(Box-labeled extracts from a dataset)
^^^^^^^^^^^^^^^^

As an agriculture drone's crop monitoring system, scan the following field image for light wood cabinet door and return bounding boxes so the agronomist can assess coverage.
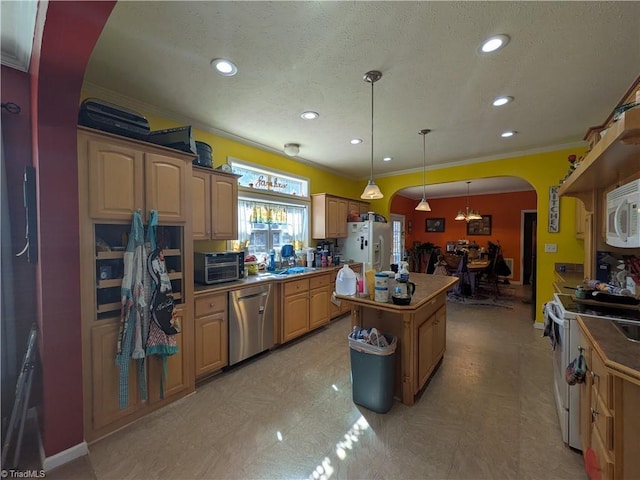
[86,134,144,221]
[195,293,229,377]
[147,308,194,403]
[431,307,447,365]
[576,198,586,238]
[359,202,371,214]
[91,319,144,430]
[416,315,435,389]
[195,313,229,377]
[282,291,309,343]
[145,153,191,223]
[309,286,331,330]
[191,171,211,240]
[211,173,238,240]
[326,197,339,238]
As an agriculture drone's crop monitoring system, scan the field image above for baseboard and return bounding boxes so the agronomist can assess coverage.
[40,436,89,473]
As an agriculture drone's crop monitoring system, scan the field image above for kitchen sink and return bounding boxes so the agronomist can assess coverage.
[613,320,640,342]
[273,267,316,275]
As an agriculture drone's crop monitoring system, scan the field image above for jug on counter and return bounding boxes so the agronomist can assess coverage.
[393,278,416,301]
[336,264,356,295]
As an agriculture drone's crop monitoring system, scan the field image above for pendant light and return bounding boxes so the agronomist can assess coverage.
[416,128,431,212]
[454,181,482,222]
[360,70,384,200]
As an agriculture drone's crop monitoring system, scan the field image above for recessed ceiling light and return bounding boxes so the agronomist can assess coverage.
[211,58,238,77]
[493,97,513,107]
[480,34,509,53]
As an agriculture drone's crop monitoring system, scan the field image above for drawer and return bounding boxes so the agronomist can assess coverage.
[309,273,331,290]
[591,388,613,450]
[591,428,614,480]
[587,350,613,410]
[284,278,309,301]
[195,293,227,317]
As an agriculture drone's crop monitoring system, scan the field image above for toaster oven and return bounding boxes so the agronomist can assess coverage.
[193,252,244,285]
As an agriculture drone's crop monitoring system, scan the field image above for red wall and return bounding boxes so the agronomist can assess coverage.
[391,191,537,280]
[23,1,115,457]
[0,66,40,415]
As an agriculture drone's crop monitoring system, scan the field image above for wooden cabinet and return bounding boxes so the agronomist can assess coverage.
[279,271,338,343]
[148,308,189,403]
[348,200,370,214]
[194,293,229,378]
[576,198,587,238]
[309,272,331,330]
[90,318,143,432]
[78,128,193,223]
[311,193,349,239]
[191,167,238,240]
[414,298,447,393]
[558,86,640,278]
[578,320,640,479]
[431,307,447,365]
[281,278,309,343]
[78,127,195,441]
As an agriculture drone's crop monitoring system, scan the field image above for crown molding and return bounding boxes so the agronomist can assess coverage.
[0,0,38,72]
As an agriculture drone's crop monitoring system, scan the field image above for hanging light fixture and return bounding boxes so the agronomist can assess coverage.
[454,181,482,222]
[360,70,384,200]
[416,128,431,212]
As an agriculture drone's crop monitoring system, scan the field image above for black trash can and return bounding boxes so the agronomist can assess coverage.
[349,335,397,413]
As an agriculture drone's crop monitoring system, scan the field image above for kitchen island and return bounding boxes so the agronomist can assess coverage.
[336,273,459,405]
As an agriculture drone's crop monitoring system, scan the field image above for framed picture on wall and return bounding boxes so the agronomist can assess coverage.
[467,215,491,235]
[424,218,444,232]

^^^^^^^^^^^^^^^^

→ **Exercise objective**
Copy the lines above verbatim, from the one containing "for kitchen sink" down to the one containing "[273,267,316,275]", with both of those lines included.

→ **Right answer**
As an agriculture drone's crop monitoring system, scan the field image above for kitchen sink and return bounding boxes so the agronomist can assess coverage.
[613,320,640,342]
[273,267,316,275]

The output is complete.